§ **AIM**: Please quote every one of the items below, word for word and line for line.

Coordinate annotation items
*****
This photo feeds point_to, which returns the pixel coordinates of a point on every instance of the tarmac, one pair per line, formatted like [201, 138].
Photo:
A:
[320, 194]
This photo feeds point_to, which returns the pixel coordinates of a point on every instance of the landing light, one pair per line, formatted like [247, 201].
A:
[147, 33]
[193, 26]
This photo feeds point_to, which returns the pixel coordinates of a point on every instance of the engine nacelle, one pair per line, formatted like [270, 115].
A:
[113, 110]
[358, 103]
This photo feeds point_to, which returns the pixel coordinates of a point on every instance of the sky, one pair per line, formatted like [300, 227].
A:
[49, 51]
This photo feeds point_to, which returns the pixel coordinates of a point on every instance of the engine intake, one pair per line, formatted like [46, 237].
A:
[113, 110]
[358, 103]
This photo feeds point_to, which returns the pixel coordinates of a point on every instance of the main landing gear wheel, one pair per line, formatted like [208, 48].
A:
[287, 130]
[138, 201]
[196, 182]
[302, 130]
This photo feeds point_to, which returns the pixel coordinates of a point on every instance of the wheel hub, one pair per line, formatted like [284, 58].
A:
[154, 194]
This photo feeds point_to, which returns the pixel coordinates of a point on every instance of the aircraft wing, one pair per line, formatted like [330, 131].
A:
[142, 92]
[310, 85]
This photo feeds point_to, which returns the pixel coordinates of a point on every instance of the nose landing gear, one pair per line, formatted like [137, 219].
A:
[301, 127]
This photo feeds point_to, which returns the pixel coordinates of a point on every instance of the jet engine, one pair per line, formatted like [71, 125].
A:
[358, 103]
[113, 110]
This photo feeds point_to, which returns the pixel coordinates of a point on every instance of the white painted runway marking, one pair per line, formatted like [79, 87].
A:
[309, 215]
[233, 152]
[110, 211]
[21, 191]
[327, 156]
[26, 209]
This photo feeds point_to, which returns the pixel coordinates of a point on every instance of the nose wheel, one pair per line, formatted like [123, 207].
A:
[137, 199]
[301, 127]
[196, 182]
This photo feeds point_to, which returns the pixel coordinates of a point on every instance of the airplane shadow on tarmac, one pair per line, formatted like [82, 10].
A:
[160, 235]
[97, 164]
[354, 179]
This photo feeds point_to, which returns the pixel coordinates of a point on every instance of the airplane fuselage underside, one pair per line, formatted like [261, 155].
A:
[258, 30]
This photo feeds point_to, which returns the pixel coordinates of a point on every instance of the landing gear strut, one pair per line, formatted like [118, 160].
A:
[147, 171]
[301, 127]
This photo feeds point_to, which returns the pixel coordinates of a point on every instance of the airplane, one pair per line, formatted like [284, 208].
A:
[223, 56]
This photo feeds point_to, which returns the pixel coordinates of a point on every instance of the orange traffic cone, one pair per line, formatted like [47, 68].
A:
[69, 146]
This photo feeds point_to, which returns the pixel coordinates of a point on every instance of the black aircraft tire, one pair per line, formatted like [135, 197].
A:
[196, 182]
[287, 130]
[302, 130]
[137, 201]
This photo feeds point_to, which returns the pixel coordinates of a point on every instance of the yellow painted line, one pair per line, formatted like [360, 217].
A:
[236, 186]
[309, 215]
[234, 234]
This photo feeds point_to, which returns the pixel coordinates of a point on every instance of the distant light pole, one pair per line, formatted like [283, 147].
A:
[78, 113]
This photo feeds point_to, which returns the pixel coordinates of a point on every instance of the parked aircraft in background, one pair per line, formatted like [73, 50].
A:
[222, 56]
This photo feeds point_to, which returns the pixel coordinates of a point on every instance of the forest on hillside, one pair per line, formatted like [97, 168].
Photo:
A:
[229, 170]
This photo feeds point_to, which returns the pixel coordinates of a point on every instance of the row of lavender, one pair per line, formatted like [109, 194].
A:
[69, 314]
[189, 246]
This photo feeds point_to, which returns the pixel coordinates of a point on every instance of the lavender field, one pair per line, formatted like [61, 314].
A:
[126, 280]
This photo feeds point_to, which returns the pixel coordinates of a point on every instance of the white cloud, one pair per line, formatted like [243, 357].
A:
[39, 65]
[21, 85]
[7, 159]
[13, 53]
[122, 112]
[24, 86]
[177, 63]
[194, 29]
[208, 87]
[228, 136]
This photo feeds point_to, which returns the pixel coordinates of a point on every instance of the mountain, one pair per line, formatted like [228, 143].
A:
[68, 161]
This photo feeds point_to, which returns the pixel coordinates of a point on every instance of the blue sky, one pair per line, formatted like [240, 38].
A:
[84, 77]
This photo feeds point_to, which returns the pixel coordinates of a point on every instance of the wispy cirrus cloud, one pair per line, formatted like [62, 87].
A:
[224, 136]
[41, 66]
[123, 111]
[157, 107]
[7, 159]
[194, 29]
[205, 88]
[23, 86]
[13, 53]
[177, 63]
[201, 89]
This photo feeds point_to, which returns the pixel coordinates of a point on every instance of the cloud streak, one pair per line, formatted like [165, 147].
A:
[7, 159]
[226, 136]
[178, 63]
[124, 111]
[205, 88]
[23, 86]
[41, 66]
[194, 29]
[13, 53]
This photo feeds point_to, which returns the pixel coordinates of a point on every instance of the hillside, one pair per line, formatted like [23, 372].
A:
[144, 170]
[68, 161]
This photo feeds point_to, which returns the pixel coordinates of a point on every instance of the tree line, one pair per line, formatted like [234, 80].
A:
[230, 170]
*****
§ **SOLUTION TO THE EXERCISE**:
This photo feeds point_to, which returns the pixel coordinates of a point on every instance of the tarmac, one pair per line, formatted like [201, 138].
Photo:
A:
[320, 194]
This photo feeds point_to, which returns the pixel coordinates of a point on every instance of the landing light, one pair per line, formatted like [247, 201].
A:
[147, 33]
[193, 26]
This photo feeds point_to, which returns the pixel coordinates of a point on every instance of the engine nacelle, one pair per line, formatted like [270, 115].
A:
[113, 110]
[358, 103]
This photo feeds point_to, which returns the pixel coordinates of a point on every instance of the sky, one pair per line, formatted like [300, 227].
A:
[49, 51]
This photo feeds point_to, which returns the pixel coordinates of a point on every instance of the engine intake, one pair per line, formatted like [46, 237].
A:
[113, 110]
[358, 103]
This photo feeds point_to, which returns the pixel coordinates of a point on every instance of the main landing gear wheel, one pair per line, formatted like [208, 48].
A:
[287, 130]
[138, 201]
[196, 182]
[302, 130]
This photo feeds point_to, which returns the pixel coordinates of a point on every instance of the wheel hub, one pair per line, formatted like [284, 58].
A:
[154, 194]
This photo feeds point_to, which returns the pixel coordinates of a point on every instance of the aircraft wing, one pair per line, formatted like [330, 131].
A:
[142, 92]
[310, 85]
This photo feeds point_to, which returns the pixel coordinates of a point on every instance of the nose landing gear, one pair per line, formatted like [137, 219].
A:
[301, 127]
This photo feeds point_to, which returns the pixel coordinates of a point on every instance of the jet engine, one pair per line, formatted like [71, 125].
A:
[358, 103]
[113, 110]
This photo feeds point_to, which returns the pixel coordinates of a point on every instance of the white painted runway marking, one pair per line, formatted like [79, 87].
A:
[309, 215]
[233, 152]
[110, 211]
[21, 191]
[327, 156]
[26, 209]
This photo feeds point_to, which returns the pixel coordinates of a point on every instance of the nose wheel, one pair per line, formatted like [123, 207].
A:
[137, 199]
[301, 127]
[196, 182]
This photo feeds point_to, which returns the pixel coordinates of a point on every instance of the airplane shadow on tarmac, one pair per line, formatted like [82, 10].
A:
[160, 235]
[97, 164]
[354, 179]
This photo feeds point_to, which returns the pixel coordinates of a point on every instance of the airplane fuselage underside, one pair per line, formatted like [261, 155].
A:
[258, 30]
This photo feeds point_to, which returns the pixel coordinates of a point on every instance of the landing gear strut, one pair per line, formatted like [118, 160].
A:
[147, 171]
[301, 127]
This photo feeds point_to, which returns the pixel coordinates of a point on every instance of the airplane, one pair per line, formatted like [284, 208].
A:
[223, 56]
This photo feeds point_to, which returns the pixel coordinates of a point on every instance of the orange traffic cone, one pair per line, formatted like [47, 68].
A:
[69, 146]
This photo feeds point_to, which returns the pixel coordinates of a point on every instance of the black aircraft tire, one pair per line, formatted like [135, 197].
A:
[196, 182]
[287, 130]
[302, 130]
[137, 201]
This photo feeds point_to, which returns the pixel coordinates of a point on every instance of the yellow painted line, one pair per line, formatted like [360, 217].
A:
[236, 186]
[309, 215]
[234, 234]
This photo feeds point_to, which returns the pixel coordinates of a point on every instance of the distant light pole, one pair per line, formatted like [283, 147].
A:
[78, 113]
This photo feeds point_to, which returns the pixel coordinates of a point on every instance of the parked aircraft in background, one pair per line, formatted like [73, 50].
A:
[222, 56]
This photo feeds point_to, which returns the pixel coordinates of a point on every instance of the forest on hillside, one pair per line, formatted like [97, 168].
Photo:
A:
[229, 170]
This photo feeds point_to, which returns the pixel coordinates of a point on every instance of the row of lavender, one pair per line, formatted like [109, 194].
A:
[69, 314]
[189, 246]
This photo feeds point_to, which returns the pixel coordinates of a point on every instance of the lavender field, one pair per line, formatted like [61, 314].
A:
[126, 280]
This photo feeds point_to, which returns the pixel coordinates of a point on every instance of the white cloud, one pair per line, formatted like [243, 357].
A:
[39, 65]
[21, 85]
[7, 159]
[13, 53]
[122, 112]
[24, 86]
[177, 63]
[194, 29]
[208, 87]
[228, 136]
This photo feeds point_to, which returns the pixel coordinates of a point on every instance of the mountain, one pair per line, formatted like [228, 143].
A:
[68, 161]
This photo feeds point_to, which returns the pixel coordinates of a point on every instance of the blue sky, one pair per line, formatted like [240, 38].
A:
[84, 77]
This photo feeds point_to, which returns the pixel coordinates of a point on every instance of the wispy cirrus cloud, one pair per line, formatted like [62, 87].
A:
[224, 136]
[41, 66]
[123, 111]
[157, 107]
[7, 159]
[194, 29]
[205, 88]
[23, 86]
[13, 53]
[177, 63]
[201, 89]
This photo feeds point_to, which returns the pixel coordinates of a point on every instance of the cloud streak, one pair per line, formatted like [165, 147].
A:
[7, 159]
[226, 136]
[178, 63]
[124, 111]
[205, 88]
[23, 86]
[41, 66]
[194, 29]
[13, 53]
This photo feeds point_to, which returns the pixel coordinates of a point on every instance of the hillside, one pair per line, formatted like [23, 372].
A:
[144, 170]
[68, 161]
This photo feeds point_to, which returns the pixel coordinates of a point on every instance of the tree line, one pair per line, formatted like [234, 80].
A:
[230, 170]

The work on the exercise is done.